Text provided:
━━━━━━━━━━━━━━━━━━━━━━━━━━━━━━
The Company has determined that the upfront payment of $70.0 million, future potential milestone payments and royalties including from Secura’s sublicensees should be allocated to the delivery of the Bundled Secura Performance Obligation.

The Company determined $0.1 million of future potential royalties the Company expects to receive pursuant to the Secura APA were not constrained as of March 31, 2023. When estimating the amount of royalties to be received that were not constrained, the Company used the expected value method as there are a range of possible outcomes. When estimating royalties to be received, the Company used a combination of internal projections and forecasts and data from external sources. The Company determined that all other future potential royalties were constrained under the guidance as of March 31, 2023. As part of the Company’s evaluation of the constraint on future royalties, the Company considered a number of factors in determining whether there is significant uncertainty associated with future events that would result in royalty payments. Those factors include: the likelihood and magnitude of revenue reversals related to future royalties, the amount of variable consideration is highly susceptible to factors outside of the Company’s influence, the amount of time to resolve the uncertainty, and lack of significant history of selling COPIKTRA outside of the United States.
━━━━━━━━━━━━━━━━━━━━━━━━━━━━━━
Extracted material:
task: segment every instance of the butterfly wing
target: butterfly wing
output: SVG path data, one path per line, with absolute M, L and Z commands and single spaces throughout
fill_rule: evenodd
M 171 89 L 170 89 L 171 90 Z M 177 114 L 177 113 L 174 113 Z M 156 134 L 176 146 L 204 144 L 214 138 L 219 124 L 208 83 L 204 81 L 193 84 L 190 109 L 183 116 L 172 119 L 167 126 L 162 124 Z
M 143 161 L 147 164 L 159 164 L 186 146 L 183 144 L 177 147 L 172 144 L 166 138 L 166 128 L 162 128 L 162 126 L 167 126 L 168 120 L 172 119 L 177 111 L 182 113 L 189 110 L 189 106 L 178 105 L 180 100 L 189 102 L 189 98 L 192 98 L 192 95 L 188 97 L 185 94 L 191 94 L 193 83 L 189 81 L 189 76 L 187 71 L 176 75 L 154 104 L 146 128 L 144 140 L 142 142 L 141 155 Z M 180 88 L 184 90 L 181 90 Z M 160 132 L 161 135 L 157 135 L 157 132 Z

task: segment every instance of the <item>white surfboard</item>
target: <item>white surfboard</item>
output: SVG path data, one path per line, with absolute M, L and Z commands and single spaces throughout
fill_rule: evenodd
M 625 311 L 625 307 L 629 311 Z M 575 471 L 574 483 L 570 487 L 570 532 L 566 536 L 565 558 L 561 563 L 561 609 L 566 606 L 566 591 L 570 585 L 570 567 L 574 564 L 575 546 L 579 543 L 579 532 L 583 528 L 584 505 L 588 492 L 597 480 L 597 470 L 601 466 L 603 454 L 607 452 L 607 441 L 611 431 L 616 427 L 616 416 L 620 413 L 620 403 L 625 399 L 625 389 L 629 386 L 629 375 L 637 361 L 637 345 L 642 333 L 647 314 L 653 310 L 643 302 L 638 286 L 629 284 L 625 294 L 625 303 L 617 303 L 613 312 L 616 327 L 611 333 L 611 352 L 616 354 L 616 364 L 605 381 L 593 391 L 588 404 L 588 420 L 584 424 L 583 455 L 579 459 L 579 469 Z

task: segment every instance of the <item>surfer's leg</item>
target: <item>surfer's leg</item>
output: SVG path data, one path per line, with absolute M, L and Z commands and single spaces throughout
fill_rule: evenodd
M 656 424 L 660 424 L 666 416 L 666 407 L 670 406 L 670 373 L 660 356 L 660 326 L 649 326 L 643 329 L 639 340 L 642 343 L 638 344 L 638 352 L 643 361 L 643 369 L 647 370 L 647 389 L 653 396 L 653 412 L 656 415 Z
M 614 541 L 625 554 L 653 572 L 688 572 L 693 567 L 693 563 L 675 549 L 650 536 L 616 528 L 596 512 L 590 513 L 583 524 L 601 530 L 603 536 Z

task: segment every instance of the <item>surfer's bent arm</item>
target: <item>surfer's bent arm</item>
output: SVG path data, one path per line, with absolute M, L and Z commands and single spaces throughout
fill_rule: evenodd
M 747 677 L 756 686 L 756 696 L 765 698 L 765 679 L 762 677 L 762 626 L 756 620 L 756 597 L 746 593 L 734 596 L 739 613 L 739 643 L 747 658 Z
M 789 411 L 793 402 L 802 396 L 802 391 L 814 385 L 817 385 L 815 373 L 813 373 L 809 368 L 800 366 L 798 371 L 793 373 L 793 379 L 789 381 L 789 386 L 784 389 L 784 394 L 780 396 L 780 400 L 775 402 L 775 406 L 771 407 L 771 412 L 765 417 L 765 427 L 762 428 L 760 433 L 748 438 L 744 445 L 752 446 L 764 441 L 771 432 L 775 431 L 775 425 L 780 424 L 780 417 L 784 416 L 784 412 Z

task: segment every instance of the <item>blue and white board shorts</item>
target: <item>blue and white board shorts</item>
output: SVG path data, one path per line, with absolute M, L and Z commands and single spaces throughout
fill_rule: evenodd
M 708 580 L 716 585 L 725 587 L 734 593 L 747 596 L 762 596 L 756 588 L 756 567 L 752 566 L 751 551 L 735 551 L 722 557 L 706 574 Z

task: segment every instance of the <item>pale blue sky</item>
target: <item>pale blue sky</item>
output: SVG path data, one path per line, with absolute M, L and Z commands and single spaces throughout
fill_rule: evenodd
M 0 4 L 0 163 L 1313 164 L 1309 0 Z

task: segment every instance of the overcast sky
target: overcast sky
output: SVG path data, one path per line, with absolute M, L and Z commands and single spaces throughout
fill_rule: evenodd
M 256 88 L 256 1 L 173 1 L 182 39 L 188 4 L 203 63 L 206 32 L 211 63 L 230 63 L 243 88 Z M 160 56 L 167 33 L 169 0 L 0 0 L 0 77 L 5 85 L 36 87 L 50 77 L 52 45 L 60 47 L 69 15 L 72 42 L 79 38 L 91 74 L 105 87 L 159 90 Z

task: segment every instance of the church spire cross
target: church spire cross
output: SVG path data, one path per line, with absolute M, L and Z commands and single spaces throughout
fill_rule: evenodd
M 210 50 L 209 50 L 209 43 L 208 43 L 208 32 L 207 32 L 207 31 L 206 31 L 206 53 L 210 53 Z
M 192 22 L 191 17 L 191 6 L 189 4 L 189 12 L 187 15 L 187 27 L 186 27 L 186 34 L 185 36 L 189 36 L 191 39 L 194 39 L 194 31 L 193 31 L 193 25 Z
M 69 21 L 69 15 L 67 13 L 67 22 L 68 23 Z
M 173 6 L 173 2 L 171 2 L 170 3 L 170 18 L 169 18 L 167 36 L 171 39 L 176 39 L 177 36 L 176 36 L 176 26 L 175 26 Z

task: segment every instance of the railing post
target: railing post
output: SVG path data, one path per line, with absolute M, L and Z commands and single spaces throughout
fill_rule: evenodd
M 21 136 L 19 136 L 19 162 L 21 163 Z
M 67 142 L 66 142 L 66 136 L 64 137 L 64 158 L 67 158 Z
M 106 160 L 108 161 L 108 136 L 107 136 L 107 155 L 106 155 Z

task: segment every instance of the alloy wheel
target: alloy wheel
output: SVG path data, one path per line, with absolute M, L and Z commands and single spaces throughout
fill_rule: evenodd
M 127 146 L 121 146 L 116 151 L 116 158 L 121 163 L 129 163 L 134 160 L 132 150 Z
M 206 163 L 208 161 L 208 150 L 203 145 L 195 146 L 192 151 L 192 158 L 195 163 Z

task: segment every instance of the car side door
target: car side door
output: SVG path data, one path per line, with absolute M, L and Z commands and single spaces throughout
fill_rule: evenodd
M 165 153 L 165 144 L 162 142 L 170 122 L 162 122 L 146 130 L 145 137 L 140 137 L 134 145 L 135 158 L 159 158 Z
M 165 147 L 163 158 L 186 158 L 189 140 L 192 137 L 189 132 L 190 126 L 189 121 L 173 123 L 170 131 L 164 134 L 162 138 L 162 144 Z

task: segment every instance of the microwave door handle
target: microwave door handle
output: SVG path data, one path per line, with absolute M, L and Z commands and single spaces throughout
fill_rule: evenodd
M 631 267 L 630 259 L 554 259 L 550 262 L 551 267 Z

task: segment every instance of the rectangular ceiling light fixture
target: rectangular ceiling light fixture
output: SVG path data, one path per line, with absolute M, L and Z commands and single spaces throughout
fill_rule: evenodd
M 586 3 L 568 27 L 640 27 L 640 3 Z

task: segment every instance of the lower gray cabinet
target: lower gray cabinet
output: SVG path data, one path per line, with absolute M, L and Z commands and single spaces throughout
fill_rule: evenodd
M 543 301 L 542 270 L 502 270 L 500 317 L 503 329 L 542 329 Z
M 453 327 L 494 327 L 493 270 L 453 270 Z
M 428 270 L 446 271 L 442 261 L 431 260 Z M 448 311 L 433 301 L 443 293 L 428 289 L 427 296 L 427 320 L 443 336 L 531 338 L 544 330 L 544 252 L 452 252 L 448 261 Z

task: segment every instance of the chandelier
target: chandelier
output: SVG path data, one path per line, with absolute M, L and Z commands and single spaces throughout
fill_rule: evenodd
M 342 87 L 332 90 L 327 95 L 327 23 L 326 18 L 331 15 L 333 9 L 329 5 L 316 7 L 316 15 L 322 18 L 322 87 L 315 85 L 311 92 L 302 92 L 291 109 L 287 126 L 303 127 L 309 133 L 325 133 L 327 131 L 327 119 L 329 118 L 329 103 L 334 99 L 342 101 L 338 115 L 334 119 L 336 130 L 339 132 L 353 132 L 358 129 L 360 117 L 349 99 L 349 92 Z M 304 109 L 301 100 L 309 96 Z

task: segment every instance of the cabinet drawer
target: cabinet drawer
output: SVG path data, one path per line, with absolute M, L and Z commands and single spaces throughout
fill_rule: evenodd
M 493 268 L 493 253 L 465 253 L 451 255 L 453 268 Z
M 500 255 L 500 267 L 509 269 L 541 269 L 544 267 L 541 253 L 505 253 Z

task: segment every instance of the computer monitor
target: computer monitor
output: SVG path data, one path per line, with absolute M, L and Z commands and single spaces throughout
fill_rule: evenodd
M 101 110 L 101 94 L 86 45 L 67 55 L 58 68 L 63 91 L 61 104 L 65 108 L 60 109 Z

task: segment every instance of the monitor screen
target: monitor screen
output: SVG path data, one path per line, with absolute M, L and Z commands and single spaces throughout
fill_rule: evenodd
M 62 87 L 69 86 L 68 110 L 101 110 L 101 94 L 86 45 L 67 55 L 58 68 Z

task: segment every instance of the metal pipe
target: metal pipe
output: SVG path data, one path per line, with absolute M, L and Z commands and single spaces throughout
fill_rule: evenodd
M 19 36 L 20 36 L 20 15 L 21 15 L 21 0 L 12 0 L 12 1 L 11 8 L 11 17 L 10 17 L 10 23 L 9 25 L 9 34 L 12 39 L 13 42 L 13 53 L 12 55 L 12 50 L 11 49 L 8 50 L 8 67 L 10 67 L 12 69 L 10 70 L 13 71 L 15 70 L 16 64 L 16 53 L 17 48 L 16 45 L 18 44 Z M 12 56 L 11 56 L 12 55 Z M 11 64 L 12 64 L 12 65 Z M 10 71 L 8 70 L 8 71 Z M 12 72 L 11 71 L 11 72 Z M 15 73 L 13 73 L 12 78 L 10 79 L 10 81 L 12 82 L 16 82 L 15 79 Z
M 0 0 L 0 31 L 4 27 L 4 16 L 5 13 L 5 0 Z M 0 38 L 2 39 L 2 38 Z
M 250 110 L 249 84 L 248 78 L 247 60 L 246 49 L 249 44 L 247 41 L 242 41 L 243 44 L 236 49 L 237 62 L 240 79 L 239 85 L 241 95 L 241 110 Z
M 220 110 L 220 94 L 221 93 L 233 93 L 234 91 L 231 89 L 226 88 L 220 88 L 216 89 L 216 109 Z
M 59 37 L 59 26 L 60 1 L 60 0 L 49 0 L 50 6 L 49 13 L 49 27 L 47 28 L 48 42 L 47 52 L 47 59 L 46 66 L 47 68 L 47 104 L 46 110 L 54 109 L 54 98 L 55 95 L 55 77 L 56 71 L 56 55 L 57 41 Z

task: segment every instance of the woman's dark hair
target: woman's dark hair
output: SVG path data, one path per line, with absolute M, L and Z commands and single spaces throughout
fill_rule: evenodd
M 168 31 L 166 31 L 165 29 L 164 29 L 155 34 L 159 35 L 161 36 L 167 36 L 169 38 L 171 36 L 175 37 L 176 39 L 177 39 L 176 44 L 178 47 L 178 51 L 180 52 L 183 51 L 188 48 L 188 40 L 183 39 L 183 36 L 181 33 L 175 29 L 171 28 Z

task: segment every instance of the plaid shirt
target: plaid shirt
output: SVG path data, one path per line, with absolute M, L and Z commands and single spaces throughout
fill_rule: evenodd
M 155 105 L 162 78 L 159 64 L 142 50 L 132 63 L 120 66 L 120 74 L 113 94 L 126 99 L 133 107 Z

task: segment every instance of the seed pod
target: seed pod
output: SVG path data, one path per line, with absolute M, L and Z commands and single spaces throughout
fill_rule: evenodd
━━━━━━━━━━━━━━━━━━━━━━━━━━━━━━
Work instruction 1:
According to the passage on Secura royalties, why did the Company use the expected value method to estimate the royalties that were not constrained?
Work instruction 2:
Translate this sentence from the passage on Secura royalties into Spanish: "When estimating royalties to be received, the Company used a combination of internal projections and forecasts and data from external sources."

Problem solution 1:
The Company used the expected value method because there is a range of possible outcomes for the royalties it expects to receive.

Problem solution 2:
Al estimar las regalías por recibir, la Compañía utilizó una combinación de proyecciones y pronósticos internos y datos de fuentes externas.